BEGIN ENTRIES SUPPLIED

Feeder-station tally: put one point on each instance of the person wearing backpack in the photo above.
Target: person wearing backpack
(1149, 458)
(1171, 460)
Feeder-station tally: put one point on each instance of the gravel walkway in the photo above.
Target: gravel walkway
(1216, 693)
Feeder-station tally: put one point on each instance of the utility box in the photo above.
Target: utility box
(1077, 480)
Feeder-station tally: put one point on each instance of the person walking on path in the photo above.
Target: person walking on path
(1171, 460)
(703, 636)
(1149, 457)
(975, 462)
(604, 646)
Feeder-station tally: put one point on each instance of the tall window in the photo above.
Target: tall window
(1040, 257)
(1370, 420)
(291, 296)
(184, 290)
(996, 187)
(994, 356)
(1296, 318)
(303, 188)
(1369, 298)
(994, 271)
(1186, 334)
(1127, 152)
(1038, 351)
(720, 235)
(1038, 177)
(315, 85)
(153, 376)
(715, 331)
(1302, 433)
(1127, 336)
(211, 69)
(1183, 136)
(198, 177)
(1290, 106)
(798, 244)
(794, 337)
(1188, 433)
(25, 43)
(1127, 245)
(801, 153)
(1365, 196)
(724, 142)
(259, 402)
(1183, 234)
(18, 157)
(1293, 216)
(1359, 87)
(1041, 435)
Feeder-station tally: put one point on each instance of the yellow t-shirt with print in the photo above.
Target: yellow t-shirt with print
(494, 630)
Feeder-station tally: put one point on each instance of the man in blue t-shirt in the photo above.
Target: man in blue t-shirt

END ENTRIES SUPPLIED

#### [EXERCISE AIM]
The output should be a character-exact copy of all entries.

#### [RESPONSE BELOW]
Feeder-station tally: put one point on each instance of the person wearing backpack in the photo above.
Target: person wearing backpack
(1149, 458)
(1171, 460)
Feeder-station tally: put one point on each instance of the gravel walkway in the photo above.
Target: gravel walkway
(1216, 693)
Feeder-station tally: put one point on each instance of the utility box in the photo above.
Target: utility box
(1077, 480)
Feeder-station tally: put one point on each instance of the person walking on path in the photo above.
Target: person walking on path
(1171, 460)
(703, 636)
(1149, 457)
(975, 462)
(604, 646)
Feeder-station tally: put one point on each instance of the tall window in the photo above.
Target: tall window
(1040, 257)
(1370, 420)
(291, 296)
(184, 290)
(996, 187)
(994, 356)
(1296, 318)
(303, 188)
(1369, 298)
(994, 271)
(1186, 334)
(1127, 152)
(1038, 351)
(720, 235)
(1038, 177)
(315, 85)
(153, 376)
(715, 331)
(1302, 433)
(1127, 336)
(211, 69)
(1183, 136)
(198, 177)
(1290, 106)
(798, 244)
(794, 337)
(1188, 433)
(25, 43)
(1127, 245)
(801, 153)
(1365, 196)
(724, 142)
(259, 402)
(1183, 234)
(18, 157)
(1293, 216)
(1359, 87)
(1041, 435)
Feeder-station tally: put one point on each instance of the yellow t-shirt with print in the photo above.
Target: yellow t-shirt with print
(494, 630)
Feeder-station tally: put one point on each instance of the man in blue t-shirt in the photo above.
Target: man in blue t-shirt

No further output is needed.